■ **Given passage**
On Tuesday 1/29, I heard the host of “On Being” (https://onbeing.org) podcasts speak at Stanford University. Sponsored by the Haas Center for Service Learning, Krista Tippett is the Mimi and Peter E. Haas Distinguished Visitor; her conversation with Abraham Verghese and Denise Pope centered on “Emerging Generations’ Redefinition of the Meaning of ‘Success.’”
For those not familiar with the project, each episode addresses three questions: What does it mean to be human? How do we want to live? Who will we be to each other? Fascinating interviews have been done with John O’Donoghue, Mary Oliver, Martin Sheen, David Whyte, Simone Campbell, Jean Vanier, Brene Brown, Jonathan Sacks, Richard Rohr, James Doty and Nikki Giovanni, among many others. While those interviewed explore the three deep questions, they’re encouraged to avoid dogma, certainty or the mention of God.
Amy Larocca does an in-depth study of the Tippett phenomenon in New York Magazine 1/17/19: (https://www.thecut.com/2019/01/npr-on-being-host-krista-tippet.html#_ga=2.23339834.1069807446.1548957347-348962154.1548957347).
She cites an interesting statistic:
people born between 1928 and 1945—85% identified as Christian
people born between 1989 and 1996– 56% identified as Christian.
While the figures definitely point to a more multi-cultural society, and don’t cite the believers who are Muslim, Jewish, Buddhist or members of other traditions, it’s still intriguing. It makes one wonder if we’ve reached a point where religious language has grown so tired, overused, or abstract that it doesn’t speak to contemporary seekers.
In the same article, Tippett says, “I do love deep religious conviction, and I really honor that, but I like the idea that we can hold that in a creative tension with a real humility before mystery.” She’s definitely touched a chord with the growing group that now rates their own acronym: SBNR (Spiritual but not religious). As our society grows crazier and harsher, many look for “stories and ideas and attitudes that resist or overwhelm the hostile staccato rhythm of most contemporary culture. All of this means that Tippett has very much met her moment.”

■ **Explore the material**
1 - List the three questions that, according to the piece on Krista Tippett, each episode of "On Being" addresses.
2 - Resume the piece on Krista Tippett's Stanford talk, starting right after its final sentence.

■ **Dataset content**
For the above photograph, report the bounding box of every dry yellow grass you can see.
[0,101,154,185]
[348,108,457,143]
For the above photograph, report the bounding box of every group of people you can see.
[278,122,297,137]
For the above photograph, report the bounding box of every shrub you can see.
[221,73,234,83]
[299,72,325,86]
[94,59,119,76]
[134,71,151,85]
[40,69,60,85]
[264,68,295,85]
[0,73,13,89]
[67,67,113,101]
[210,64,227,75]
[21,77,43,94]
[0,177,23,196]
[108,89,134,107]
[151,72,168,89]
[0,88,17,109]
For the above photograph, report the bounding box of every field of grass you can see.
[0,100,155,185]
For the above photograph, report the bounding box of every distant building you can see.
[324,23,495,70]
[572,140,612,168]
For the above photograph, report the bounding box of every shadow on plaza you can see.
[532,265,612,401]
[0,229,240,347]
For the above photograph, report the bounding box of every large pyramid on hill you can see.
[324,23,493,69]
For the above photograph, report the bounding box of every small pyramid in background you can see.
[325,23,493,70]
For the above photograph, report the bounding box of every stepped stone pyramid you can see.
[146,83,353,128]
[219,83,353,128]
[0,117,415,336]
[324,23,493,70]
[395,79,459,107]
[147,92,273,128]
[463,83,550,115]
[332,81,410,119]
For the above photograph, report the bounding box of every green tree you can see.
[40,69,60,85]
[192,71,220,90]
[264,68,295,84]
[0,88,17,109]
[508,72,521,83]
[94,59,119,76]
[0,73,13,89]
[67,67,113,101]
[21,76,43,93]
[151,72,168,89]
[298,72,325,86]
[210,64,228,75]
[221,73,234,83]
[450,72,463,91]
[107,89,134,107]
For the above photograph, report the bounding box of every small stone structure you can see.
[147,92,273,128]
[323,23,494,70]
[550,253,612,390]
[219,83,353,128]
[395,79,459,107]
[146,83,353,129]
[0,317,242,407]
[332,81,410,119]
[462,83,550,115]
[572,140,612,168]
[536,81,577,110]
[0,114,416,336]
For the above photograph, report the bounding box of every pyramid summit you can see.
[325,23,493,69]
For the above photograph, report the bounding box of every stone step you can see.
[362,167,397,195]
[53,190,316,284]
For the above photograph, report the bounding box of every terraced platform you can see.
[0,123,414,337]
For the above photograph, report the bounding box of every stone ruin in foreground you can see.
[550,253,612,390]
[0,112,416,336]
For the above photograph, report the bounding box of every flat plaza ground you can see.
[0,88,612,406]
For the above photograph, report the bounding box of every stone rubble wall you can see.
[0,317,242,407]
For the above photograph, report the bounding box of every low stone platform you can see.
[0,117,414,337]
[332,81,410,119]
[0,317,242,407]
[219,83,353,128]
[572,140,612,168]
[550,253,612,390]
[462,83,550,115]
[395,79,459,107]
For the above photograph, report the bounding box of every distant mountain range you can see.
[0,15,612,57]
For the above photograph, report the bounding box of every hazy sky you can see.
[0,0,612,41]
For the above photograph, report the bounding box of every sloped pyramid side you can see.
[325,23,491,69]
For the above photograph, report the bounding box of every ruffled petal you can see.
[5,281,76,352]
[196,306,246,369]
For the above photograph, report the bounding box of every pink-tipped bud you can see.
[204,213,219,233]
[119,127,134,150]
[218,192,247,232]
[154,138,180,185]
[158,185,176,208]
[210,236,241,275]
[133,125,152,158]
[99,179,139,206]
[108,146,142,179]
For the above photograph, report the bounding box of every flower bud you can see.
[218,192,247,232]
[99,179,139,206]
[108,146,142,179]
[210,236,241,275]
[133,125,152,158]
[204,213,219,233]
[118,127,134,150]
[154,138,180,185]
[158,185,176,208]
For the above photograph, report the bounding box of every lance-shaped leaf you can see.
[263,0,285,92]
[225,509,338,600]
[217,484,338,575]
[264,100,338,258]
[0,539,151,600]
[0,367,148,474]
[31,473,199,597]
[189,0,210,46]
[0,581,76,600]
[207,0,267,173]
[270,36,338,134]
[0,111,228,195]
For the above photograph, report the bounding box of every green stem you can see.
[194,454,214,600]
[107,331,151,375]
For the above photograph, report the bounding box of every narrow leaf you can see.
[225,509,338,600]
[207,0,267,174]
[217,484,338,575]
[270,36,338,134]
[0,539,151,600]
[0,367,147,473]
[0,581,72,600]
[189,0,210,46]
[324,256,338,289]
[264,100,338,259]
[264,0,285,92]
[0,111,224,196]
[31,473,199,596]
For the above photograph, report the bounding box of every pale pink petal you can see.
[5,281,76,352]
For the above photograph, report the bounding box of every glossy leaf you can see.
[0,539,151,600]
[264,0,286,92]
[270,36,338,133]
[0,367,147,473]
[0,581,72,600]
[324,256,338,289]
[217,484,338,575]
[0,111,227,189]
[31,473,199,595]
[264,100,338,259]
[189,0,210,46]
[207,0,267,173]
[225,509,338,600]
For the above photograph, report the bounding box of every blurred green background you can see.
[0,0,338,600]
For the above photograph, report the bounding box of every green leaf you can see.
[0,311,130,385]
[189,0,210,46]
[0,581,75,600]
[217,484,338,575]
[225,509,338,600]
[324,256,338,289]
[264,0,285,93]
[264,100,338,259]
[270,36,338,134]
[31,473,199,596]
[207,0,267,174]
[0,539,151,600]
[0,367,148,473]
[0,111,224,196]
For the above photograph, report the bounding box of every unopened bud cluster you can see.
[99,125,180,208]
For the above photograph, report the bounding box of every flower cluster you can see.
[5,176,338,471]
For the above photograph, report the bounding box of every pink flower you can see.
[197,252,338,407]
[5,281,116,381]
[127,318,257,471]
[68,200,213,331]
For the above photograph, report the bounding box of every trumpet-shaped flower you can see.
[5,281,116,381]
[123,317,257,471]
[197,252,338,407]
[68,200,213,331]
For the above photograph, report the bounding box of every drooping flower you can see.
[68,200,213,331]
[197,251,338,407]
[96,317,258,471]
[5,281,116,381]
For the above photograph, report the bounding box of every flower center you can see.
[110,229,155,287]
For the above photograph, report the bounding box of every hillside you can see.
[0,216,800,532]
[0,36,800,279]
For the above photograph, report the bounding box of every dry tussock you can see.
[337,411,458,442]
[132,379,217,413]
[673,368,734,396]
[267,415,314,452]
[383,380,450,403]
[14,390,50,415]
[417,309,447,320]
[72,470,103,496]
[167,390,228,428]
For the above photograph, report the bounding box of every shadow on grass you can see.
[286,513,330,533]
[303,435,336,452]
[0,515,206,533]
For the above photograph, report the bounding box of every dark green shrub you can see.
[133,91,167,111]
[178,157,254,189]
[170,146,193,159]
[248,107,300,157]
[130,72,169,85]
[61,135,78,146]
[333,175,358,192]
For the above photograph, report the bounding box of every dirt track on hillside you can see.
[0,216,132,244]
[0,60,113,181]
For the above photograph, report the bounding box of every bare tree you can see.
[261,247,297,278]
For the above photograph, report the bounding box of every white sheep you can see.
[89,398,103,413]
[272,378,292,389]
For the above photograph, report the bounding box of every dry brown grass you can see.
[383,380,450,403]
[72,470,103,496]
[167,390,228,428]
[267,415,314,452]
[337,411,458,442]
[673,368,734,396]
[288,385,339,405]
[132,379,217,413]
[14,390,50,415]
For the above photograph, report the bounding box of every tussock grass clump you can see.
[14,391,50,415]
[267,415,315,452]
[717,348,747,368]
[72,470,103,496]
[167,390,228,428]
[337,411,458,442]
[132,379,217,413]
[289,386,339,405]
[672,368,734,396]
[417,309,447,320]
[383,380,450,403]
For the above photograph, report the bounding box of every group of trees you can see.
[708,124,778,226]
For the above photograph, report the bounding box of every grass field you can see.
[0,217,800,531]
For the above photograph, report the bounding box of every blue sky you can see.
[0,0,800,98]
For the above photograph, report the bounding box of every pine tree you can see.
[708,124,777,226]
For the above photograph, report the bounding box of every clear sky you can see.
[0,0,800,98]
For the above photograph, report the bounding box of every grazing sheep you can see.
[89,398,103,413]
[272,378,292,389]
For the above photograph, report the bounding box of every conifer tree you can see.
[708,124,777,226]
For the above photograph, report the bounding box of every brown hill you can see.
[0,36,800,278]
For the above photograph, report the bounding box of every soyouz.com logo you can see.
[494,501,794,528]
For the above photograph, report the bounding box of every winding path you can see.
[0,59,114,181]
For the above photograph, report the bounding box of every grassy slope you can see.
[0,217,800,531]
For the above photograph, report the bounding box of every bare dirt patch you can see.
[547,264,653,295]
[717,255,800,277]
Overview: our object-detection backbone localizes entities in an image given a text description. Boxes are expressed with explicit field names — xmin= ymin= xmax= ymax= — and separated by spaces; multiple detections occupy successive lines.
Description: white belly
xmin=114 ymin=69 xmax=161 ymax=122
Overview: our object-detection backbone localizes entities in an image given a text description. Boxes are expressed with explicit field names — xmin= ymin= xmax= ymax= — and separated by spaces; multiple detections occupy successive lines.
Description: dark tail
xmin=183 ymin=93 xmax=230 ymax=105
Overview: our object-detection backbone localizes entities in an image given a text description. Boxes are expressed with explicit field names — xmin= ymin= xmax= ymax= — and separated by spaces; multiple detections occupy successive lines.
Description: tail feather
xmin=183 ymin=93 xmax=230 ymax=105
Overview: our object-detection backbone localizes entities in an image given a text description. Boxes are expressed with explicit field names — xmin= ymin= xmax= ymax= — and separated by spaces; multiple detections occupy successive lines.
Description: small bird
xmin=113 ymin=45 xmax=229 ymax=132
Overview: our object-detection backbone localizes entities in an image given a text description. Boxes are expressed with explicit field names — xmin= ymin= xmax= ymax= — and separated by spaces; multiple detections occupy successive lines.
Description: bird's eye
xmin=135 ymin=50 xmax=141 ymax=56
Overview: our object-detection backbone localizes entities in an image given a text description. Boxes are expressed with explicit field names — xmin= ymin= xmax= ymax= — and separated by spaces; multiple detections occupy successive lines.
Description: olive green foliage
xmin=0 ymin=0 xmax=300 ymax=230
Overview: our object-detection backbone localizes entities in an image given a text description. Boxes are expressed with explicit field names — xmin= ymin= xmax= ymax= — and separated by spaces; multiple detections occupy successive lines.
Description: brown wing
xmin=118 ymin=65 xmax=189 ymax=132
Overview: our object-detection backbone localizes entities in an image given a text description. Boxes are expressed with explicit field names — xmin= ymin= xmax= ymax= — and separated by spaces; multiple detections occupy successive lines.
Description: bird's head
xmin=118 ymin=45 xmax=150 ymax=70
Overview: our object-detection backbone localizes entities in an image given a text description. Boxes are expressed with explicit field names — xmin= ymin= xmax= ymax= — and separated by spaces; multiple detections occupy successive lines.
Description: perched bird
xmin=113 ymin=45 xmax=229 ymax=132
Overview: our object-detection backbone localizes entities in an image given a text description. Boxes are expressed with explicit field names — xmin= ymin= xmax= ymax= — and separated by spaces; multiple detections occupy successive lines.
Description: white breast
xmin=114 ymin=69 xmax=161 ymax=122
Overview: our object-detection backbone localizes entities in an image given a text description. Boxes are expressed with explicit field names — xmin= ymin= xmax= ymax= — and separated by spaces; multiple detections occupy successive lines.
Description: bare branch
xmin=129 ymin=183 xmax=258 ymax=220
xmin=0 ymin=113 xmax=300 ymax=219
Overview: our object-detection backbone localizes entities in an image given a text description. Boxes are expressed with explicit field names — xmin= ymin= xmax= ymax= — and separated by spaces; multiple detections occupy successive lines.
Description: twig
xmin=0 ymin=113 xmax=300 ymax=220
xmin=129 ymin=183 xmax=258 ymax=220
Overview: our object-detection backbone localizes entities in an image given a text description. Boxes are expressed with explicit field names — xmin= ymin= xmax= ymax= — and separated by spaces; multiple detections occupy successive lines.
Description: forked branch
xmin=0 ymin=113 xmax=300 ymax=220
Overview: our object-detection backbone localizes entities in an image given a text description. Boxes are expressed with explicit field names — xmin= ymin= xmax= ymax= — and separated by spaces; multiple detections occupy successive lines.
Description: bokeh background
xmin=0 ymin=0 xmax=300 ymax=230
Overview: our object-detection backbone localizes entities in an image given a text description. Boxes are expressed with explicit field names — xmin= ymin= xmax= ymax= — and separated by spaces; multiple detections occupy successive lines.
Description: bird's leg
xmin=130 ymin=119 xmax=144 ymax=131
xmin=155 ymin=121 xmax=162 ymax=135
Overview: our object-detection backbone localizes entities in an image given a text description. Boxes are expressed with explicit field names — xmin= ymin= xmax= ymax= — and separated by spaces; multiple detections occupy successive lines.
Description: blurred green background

■ **Written responses**
1 -
What does it mean to be human?
How do we want to live?
Who will we be to each other?

2 -
The focus of this discussion was on alternative definitions of success when money, celebrity and power don’t cut it. How could we set more thoughtful, compassionate goals? Pope’s research shows that the expectations placed on high school students come with high costs: anxiety, suicide ideation, eating disorders, sleep deprivation, intense anxiety. And it turns out that the choice of a college which many parents and teens agonize over doesn’t matter as much to life-long happiness as the level of student engagement once there. All the speakers exalted what they learned from failure, and called perfection “the booby prize in life.”
The evening’s most poignant moment came when Tippett asked Verghese (author of Cutting for Stone and professor at Stanford Medical School) to read one of his favorite poems: e.e.cummings’ “i carry your heart (i carry it in my heart)”. He began, but teared up and asked Pope to read. A profound, unintended glimpse of what it means to be human!